### WHAT YOU NEED TO DO
Render every line of the records as a Markdown table with two columns, Row and Line. Number the rows in order and leave out any blank lines.

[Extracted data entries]
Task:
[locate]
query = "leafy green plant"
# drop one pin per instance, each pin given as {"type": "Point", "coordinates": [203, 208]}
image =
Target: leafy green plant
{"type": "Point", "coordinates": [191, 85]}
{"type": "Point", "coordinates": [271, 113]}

### TASK OUTPUT
| Row | Line |
|---|---|
| 1 | Task: |
| 2 | [locate] |
| 3 | query = "leafy green plant" |
| 4 | # drop one pin per instance, each pin given as {"type": "Point", "coordinates": [203, 208]} |
| 5 | image = |
| 6 | Target: leafy green plant |
| 7 | {"type": "Point", "coordinates": [191, 85]} |
| 8 | {"type": "Point", "coordinates": [271, 113]} |